(SELECTED EXCERPT):

----------

Oh dear, it's those bankers again
Today sees the start of the UK bank reporting season and Lloyds TSB has kicked off with a sharp fall in first-half profits.
Profit before tax was down from £2bn to £599m, a 70% drop. Bizarrely it chose to raise the already high dividend payout.
Lloyds was thought to have avoided the worst of the credit crunch. While it made some writedowns, it's blaming the poor figures on a fall in value of "stock market-related" assets.
It says its core UK retail banking operation is still performing well although bank analysts are now fretting that its high exposure to UK loans will lead to higher bad debts as the economy slows.
For years Lloyds has been pilloried for its conservative approach, including avoiding toxic US mortgage packages, and the main support for the share price has been its high dividends.
Then, a few weeks ago, when it was rumoured to eyeing a big acquisition in Germany, the shares fell because the market wanted it to concentrate on the UK.
It's possible the Lloyds board is gambling that bank shares are so blown out at the moment that it can write down everything it can without too much further damage, then put it all back later to give the shares a much-need boost.
Dealers seemed pretty sanguine about it in early trading, marking the shares down a little, albeit in a rising market.
More important than Lloyds' results will be the numbers from Royal Bank of Scotland, Barclays and HBOS.
RBS has just raised £12bn in extra capital from its shareholders, Barclays £4.5bn and HBOS, after a struggle, £4bn.
If any of these are forced to make further big writedowns the shares will plummet again, although they're just about at book (asset) value already.
If the writedowns appear over-modest the market will think they're concealing the bad news and the shares will also plummet.
There could yet be more consolidation in the banking sector following Santander's (the owner of Abbey) agreed bid for Alliance and Leicester.
HBOS (Halifax Bank of Scotland), until recently the biggest mortgage lender (Abbey has overtaken it this year), looks the most vulnerable.
But RBS might just be tempted to explore a tie-up with its old ally Santander.
BA and Iberia get together
Consolidation there certainly is among airlines, with BA announcing it plans to merge with Iberia.
The plan is to keep the two brands but cooperate more on routes (the two airlines are already part of the Oneworld alliance).
BA's most profitable routes are to the Middle East and Far East while Iberia is the leading European carrier to South America.
Everywhere you look (see story above) there seem to be more alliances between British and Spanish companies.
This may or may not be a good thing, as both economies are being hammered by massive property crashes.
But it's a good time for companies to get together.
The dreaded regulators are likely to take a more benign view of tie-ups (which might lead to cartels in all but name) when even big companies are struggling to survive.
Virgin, for one, has already started to moan about the BA/ Iberia plans (a merged airline would have just over half the landing slots at Heathrow).
But Virgin is 49% owned by Singapore Airlines, so even Richard Branson's time-honoured ability to thwart BA will be tested this time.
Guardian newspapers struggle
Guardian Media Group is expected to announce today that its newspapers made a £28m loss in the year to March although its business-to-business titles, acquired from Emap, and remaining half stake in Auto Trader will keep the company in profit.

----------

(RECORDS SUPPLIED):
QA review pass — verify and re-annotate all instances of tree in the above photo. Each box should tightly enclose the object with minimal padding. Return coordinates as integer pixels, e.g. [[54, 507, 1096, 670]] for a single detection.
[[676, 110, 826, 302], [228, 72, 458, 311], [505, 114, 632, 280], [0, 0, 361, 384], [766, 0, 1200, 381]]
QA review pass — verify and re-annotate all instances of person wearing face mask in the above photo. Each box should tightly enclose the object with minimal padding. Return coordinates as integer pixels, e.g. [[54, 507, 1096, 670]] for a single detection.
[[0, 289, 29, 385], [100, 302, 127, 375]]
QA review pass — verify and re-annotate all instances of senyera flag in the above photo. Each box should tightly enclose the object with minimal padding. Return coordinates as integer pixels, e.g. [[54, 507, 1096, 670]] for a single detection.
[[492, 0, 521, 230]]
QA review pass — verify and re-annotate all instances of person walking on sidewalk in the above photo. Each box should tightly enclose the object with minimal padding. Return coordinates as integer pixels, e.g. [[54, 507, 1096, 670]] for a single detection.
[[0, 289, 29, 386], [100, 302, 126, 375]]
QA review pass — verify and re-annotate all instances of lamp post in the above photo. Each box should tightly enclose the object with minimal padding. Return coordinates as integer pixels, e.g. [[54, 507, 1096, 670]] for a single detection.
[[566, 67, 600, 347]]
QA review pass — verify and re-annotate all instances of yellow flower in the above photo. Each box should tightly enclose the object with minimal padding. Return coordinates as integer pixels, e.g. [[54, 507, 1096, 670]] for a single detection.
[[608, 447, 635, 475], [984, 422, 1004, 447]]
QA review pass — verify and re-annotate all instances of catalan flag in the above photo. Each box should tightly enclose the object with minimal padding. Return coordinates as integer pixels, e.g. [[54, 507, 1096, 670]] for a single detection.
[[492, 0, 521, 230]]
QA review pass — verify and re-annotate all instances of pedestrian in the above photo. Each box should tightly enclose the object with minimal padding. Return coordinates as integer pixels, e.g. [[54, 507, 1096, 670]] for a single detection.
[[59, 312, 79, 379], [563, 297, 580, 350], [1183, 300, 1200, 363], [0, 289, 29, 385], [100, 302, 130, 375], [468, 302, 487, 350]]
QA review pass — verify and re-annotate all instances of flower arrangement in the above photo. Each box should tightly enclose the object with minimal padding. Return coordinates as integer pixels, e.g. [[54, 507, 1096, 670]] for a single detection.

----------

(SET OF TASKS):
**A.** In the business news text:
(i) What was Lloyds TSB's first-half profit before tax?
(ii) Which lender has overtaken HBOS as the biggest mortgage lender this year?
(iii) What share of Virgin does Singapore Airlines own?
**B.** Can you return everything in the business news text from "But RBS might" down to "the Oneworld alliance)."?

(TASK-BY-TASK RESULTS):
**A.**
(i) £599m
(ii) Abbey
(iii) 49%

**B.**
But RBS might just be tempted to explore a tie-up with its old ally Santander.
BA and Iberia get together
Consolidation there certainly is among airlines, with BA announcing it plans to merge with Iberia.
The plan is to keep the two brands but cooperate more on routes (the two airlines are already part of the Oneworld alliance).